# YOUR GOAL
From the line containing "of the thin" to the end of the listing, write out every line exactly; leave out everything else.

Entries from a dataset
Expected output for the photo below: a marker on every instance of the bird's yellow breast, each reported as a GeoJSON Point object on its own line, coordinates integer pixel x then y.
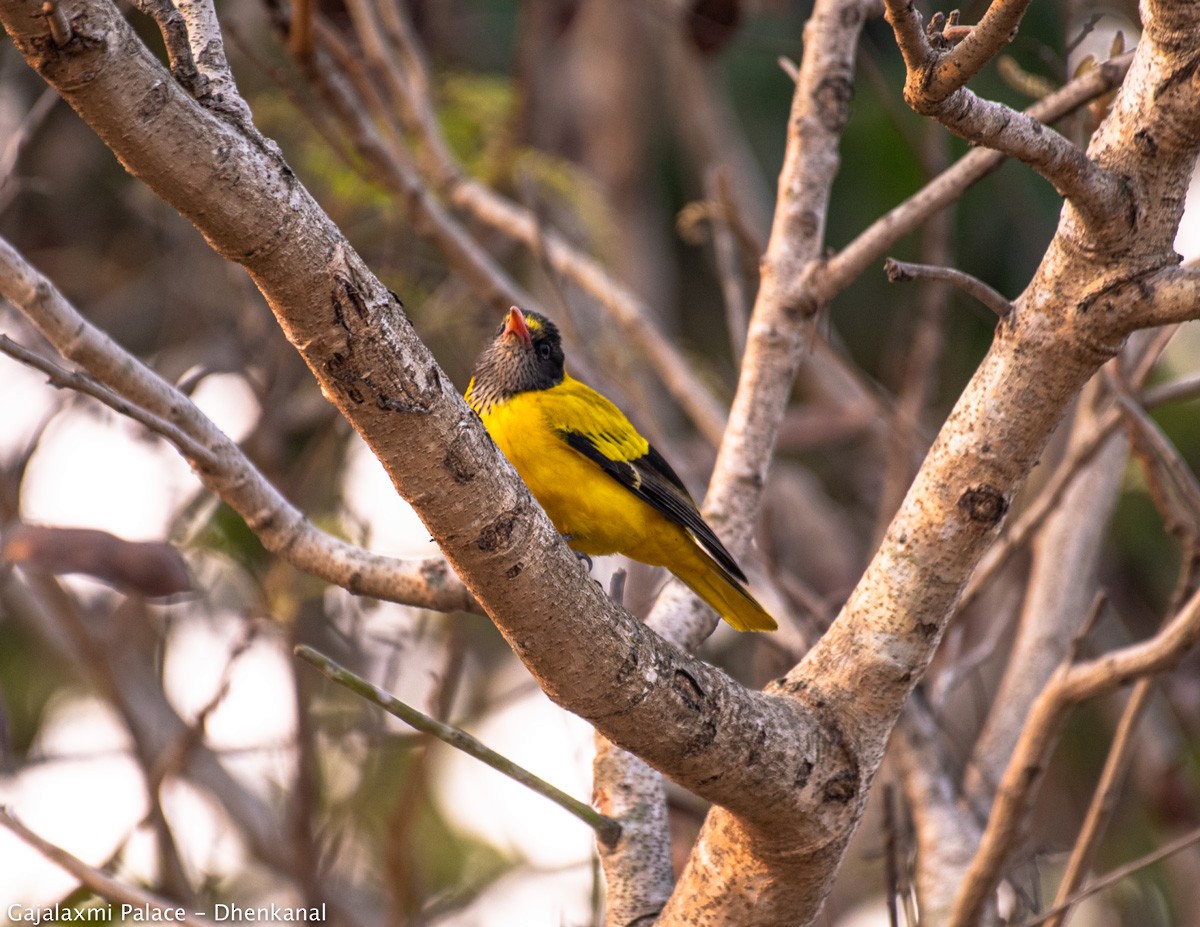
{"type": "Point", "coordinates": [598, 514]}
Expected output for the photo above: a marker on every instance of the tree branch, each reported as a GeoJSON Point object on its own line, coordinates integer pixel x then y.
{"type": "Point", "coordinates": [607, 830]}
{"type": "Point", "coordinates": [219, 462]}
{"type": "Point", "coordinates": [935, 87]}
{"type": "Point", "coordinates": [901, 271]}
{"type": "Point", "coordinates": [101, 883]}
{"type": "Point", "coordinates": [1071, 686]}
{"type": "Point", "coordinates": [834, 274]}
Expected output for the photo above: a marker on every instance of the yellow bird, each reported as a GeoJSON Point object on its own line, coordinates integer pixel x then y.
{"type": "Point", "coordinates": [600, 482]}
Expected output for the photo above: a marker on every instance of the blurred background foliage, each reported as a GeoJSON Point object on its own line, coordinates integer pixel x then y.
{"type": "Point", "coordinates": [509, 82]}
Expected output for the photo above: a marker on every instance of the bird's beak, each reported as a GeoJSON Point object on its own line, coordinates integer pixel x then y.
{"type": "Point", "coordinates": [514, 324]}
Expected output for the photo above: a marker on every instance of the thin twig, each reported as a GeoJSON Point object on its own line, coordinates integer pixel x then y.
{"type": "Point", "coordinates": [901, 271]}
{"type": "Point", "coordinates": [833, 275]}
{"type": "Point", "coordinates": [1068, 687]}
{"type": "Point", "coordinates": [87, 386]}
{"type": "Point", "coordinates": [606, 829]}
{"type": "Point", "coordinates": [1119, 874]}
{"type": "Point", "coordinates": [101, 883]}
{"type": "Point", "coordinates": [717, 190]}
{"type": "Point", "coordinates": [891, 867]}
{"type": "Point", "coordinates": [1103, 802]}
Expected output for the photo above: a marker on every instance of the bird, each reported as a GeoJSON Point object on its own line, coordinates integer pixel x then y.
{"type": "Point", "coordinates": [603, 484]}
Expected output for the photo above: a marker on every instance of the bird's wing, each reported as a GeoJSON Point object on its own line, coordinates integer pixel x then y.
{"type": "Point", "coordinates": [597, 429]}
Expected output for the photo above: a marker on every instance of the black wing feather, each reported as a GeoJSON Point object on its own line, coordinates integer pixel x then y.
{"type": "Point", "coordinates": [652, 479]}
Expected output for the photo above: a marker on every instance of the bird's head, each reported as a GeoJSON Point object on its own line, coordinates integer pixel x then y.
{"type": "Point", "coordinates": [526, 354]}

# CORRECT RESPONSE
Expected output for the photo above: a marker on every instance of the thin twig, each reported as a GeoJSON Point object on its own line, coordinates integer pixel x then y.
{"type": "Point", "coordinates": [901, 271]}
{"type": "Point", "coordinates": [833, 275]}
{"type": "Point", "coordinates": [1068, 687]}
{"type": "Point", "coordinates": [87, 386]}
{"type": "Point", "coordinates": [606, 829]}
{"type": "Point", "coordinates": [1119, 874]}
{"type": "Point", "coordinates": [101, 883]}
{"type": "Point", "coordinates": [717, 190]}
{"type": "Point", "coordinates": [891, 867]}
{"type": "Point", "coordinates": [1103, 802]}
Expected output for the photo above: a marker on every instance of the bird, each reported as a GeoJSON Point object on its own line, coordinates integer pixel x then y.
{"type": "Point", "coordinates": [603, 484]}
Expected output for the photo above: a marker on every instance of the bird's wing, each reported as a GeoJSON Point object on its own line, coordinates integer pixel x then y.
{"type": "Point", "coordinates": [597, 429]}
Expected output for the photo above: a marker on every instance of the black wing feather, each reported as a GeoJSON Point object on its own line, coordinates integer pixel x then y.
{"type": "Point", "coordinates": [652, 479]}
Expected output for the photo above: a marker on every instance of the bird's head, each reported as a GeoJSON Point object on its own line, coordinates integer pixel x then y.
{"type": "Point", "coordinates": [526, 354]}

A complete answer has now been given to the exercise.